● **Task description**:
Revise the stretch of records from the line containing "Question. Mark every instance of the white" through the end of the records, replacing every "photograph" with "image" and leaving all else unchanged. Return only that stretch.

● **Excerpts from point annotation data**:
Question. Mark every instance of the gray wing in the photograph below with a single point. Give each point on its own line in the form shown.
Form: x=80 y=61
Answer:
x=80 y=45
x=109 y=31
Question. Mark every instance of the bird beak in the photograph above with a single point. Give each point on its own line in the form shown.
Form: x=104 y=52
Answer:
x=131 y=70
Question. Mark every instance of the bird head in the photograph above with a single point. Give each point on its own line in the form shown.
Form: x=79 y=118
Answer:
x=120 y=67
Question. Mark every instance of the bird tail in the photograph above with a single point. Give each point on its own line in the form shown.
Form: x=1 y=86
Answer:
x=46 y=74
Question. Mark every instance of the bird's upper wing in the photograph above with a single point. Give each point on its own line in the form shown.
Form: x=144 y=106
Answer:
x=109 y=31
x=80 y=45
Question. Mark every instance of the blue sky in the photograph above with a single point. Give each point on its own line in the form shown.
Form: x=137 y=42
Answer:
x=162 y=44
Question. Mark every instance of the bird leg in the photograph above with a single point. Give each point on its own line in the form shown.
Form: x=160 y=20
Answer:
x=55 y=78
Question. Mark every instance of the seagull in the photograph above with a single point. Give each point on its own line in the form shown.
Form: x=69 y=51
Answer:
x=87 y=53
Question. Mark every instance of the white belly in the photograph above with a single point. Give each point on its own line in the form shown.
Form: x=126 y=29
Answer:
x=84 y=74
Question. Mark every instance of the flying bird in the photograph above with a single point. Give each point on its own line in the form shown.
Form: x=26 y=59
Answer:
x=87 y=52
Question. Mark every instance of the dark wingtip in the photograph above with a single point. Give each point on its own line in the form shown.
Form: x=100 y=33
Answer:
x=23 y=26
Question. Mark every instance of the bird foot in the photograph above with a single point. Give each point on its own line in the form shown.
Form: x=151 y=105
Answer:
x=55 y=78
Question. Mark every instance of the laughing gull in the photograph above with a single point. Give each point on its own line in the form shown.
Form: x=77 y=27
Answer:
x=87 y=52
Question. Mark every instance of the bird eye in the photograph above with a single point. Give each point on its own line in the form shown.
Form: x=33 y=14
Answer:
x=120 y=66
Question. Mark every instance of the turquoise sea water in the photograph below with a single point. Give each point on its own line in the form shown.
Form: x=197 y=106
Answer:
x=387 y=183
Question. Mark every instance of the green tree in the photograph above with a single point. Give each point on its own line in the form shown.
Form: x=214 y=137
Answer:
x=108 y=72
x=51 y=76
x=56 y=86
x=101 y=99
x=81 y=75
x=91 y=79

● **Output below**:
Question. Mark every instance of the white belly in the image above with a single point. Give each point on its own line in the form shown.
Form: x=126 y=29
Answer:
x=84 y=74
Question. Mark every instance of the flying bird in the image above with a single point. Give each point on its own line in the form shown.
Form: x=26 y=59
Answer:
x=87 y=52
Question. Mark every instance of the dark wingtip in the image above with a single point. Give each point on its own line in the form shown.
Form: x=100 y=33
Answer:
x=23 y=26
Question. Mark every instance of the bird foot in the image above with a single point. Give each point on its own line in the form shown.
Form: x=151 y=105
Answer:
x=55 y=78
Question. Mark every instance of the laughing gull in the image above with a single point. Give each point on its own line in the form shown.
Form: x=77 y=27
Answer:
x=87 y=52
Question. Mark every instance of the bird eye in the image above with a single point. Give each point on its own line in the form shown.
Form: x=33 y=14
Answer:
x=120 y=66
Question. Mark every instance of the turquoise sea water in the image below with a single point. Give each point on its own line in the form shown.
Form: x=197 y=106
Answer:
x=387 y=183
Question. Mark every instance of the green tree in the image above with a single point. Give each point on its own line in the form shown.
Form: x=214 y=137
Answer:
x=108 y=72
x=51 y=76
x=56 y=86
x=101 y=99
x=81 y=75
x=91 y=79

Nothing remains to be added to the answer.